# READING PASSAGE start

I just can't help it.
Right when I wake up, I think of you. Throughout my day I think of you. Somehow some things remind me of you. Certain smells, places, songs, and it might be nonesense, but particular voices and sound make me think of you.
I especially think of you the most when I feel down. Ironically, though you are the sole reason why I feel a bit sad at the moment, you're the one whom I think of when I'm not having the best day. Simply because I relied on you the most, and because with you I felt like I'm strong enough to surpass anything. You gave me a sense of secruity. And it made me feel good. Maybe it's why you're also the first one that I remember when I feel happy. When I accomplished something. I wanted to share with you the events, people, things, that also made me smile besides you.
Thankfully, my life at the moment includes a plethora of things to do. They temporarily prevent me from thinking of you. Sometimes they work. Other times they're useless.
That's when I start to hate myself.
And I hate myself more when I start to wonder about things. I often have a lot of questions about you. Are you going to sleep early? What time did you get home? Did you have a good day or a bad one? Were you able to eat breakfast? Lunch? Dinner? What are you going to do tomorrow? Who are with? What are you doing now? Are you thinking about me? Perhaps asking these same questions? Or is it completely the opposite? Have you found someone else?

# READING PASSAGE end
# DATA SECTION start

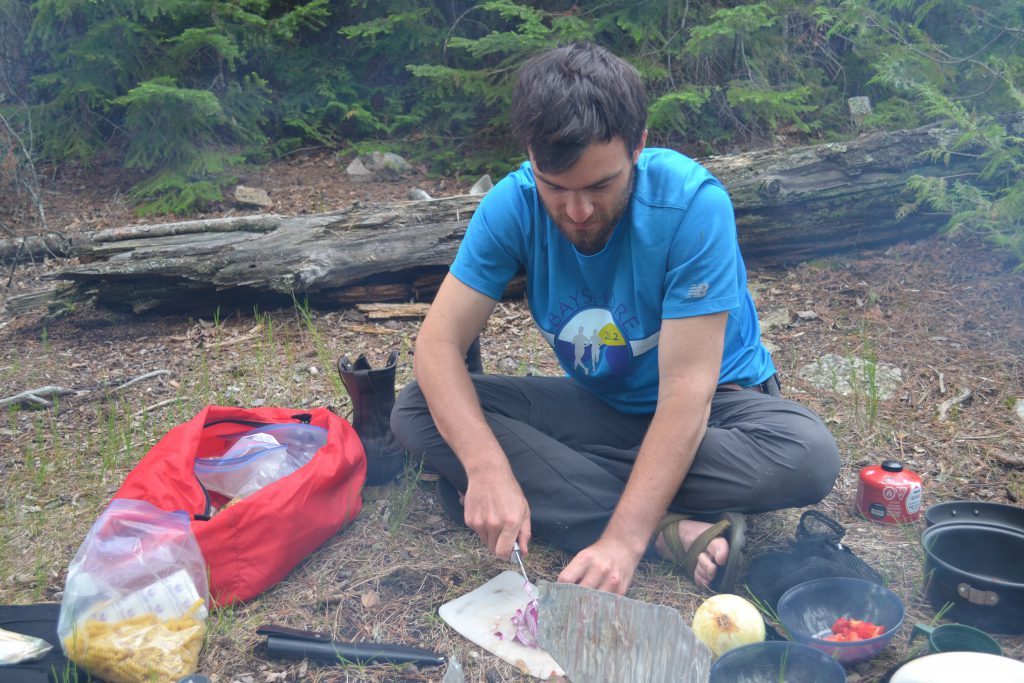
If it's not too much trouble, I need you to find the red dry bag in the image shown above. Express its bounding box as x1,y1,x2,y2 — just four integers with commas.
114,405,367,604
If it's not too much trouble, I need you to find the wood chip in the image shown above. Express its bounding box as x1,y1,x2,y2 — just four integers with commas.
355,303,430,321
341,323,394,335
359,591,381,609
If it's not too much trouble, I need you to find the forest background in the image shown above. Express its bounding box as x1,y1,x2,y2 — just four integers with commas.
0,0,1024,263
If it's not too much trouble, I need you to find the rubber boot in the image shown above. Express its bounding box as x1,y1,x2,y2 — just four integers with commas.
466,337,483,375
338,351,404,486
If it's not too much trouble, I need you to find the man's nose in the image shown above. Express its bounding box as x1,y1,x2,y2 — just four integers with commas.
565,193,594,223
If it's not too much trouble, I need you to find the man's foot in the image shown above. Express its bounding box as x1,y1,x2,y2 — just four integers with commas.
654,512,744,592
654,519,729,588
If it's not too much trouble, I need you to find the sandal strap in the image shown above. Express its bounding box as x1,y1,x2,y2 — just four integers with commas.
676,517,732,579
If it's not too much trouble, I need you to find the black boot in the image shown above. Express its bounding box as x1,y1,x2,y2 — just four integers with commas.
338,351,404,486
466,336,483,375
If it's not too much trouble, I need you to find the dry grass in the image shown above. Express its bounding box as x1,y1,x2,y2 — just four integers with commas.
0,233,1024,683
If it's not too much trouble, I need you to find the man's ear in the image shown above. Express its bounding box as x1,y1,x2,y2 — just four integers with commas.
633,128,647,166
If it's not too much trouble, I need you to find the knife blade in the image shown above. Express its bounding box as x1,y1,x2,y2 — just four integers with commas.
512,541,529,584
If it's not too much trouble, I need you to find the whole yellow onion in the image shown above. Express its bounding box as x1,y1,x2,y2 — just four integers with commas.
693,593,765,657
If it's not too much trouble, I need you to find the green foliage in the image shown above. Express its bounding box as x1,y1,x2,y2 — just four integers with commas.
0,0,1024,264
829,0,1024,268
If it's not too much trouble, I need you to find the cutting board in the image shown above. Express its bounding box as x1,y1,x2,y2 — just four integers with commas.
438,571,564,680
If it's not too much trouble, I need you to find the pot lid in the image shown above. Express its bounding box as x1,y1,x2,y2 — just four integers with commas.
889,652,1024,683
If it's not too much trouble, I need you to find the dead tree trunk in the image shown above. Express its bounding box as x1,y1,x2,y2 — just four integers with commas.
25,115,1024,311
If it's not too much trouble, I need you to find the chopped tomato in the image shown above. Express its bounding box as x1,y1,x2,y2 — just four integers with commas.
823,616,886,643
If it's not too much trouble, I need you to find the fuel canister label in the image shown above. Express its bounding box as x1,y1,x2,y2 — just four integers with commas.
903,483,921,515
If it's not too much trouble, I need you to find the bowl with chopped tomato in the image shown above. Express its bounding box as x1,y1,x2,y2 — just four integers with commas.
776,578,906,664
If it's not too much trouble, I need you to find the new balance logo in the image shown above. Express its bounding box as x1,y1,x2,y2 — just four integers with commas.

# DATA SECTION end

◆ **TO BE DONE**
Reproduce the passage about missing someone from "Thankfully, my life" to "times they're useless.". The data has no connection to the passage.

◆ **SOLUTION FOR THIS TASK**
Thankfully, my life at the moment includes a plethora of things to do. They temporarily prevent me from thinking of you. Sometimes they work. Other times they're useless.